Start Input data
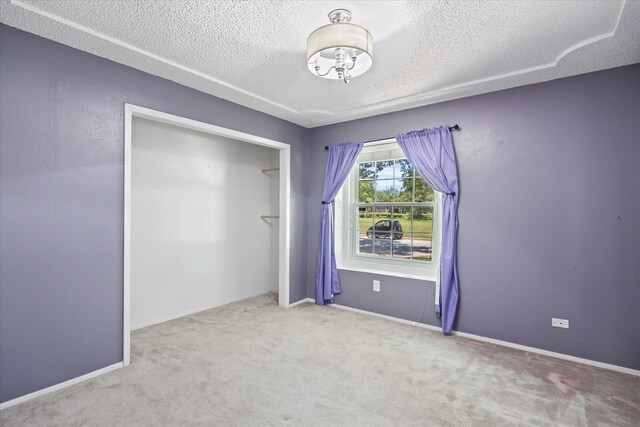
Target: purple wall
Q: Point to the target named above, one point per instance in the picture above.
(61, 221)
(549, 215)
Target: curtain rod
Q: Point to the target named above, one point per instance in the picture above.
(451, 128)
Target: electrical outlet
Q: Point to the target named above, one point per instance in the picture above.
(560, 323)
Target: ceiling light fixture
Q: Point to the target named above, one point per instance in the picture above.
(339, 50)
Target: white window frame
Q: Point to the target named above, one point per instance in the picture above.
(346, 219)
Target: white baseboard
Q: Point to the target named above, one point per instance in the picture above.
(199, 310)
(61, 385)
(497, 342)
(302, 301)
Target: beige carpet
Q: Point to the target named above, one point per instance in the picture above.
(253, 364)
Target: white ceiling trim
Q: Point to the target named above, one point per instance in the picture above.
(610, 44)
(136, 49)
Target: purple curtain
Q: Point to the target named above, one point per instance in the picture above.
(339, 163)
(430, 151)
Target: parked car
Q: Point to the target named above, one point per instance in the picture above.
(386, 228)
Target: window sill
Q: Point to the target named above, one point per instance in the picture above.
(429, 276)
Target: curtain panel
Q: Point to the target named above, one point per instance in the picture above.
(340, 161)
(430, 151)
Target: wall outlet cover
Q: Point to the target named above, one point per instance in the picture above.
(560, 323)
(376, 286)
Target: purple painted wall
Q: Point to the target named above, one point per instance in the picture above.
(549, 215)
(61, 202)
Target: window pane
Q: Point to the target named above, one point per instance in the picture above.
(401, 245)
(422, 220)
(405, 190)
(403, 169)
(365, 220)
(421, 243)
(385, 169)
(365, 230)
(366, 192)
(384, 191)
(382, 212)
(424, 193)
(382, 247)
(368, 170)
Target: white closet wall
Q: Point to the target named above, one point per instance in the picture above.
(197, 240)
(274, 224)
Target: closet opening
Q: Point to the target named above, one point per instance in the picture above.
(206, 218)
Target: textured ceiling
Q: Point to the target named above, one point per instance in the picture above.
(253, 52)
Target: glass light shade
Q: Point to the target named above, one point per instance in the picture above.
(357, 42)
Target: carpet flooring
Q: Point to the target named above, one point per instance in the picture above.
(251, 363)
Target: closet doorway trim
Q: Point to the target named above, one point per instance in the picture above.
(131, 111)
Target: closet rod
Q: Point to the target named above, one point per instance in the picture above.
(451, 128)
(269, 216)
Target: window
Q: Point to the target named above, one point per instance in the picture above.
(386, 216)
End Input data
Exercise description: Update the items from the line holding "Target: glass light shade" through the last of the items, inclusive, by replacing "closet" with "wardrobe". Leave everything else unchanged.

Result of this task:
Target: glass light shade
Q: Point to the target named above, one point per instance in the picture above.
(357, 42)
Target: carpet flooring
Q: Point to the target named above, one point per instance in the picture above.
(251, 363)
Target: wardrobe doorway trim
Q: Point to the target named above, one point per instance in the picture above.
(131, 111)
Target: wardrobe rod
Q: Point to the target named above, one point per instance in the picture above.
(451, 128)
(269, 216)
Target: window
Q: Point to the target named above, one point per instance in the picture above.
(386, 216)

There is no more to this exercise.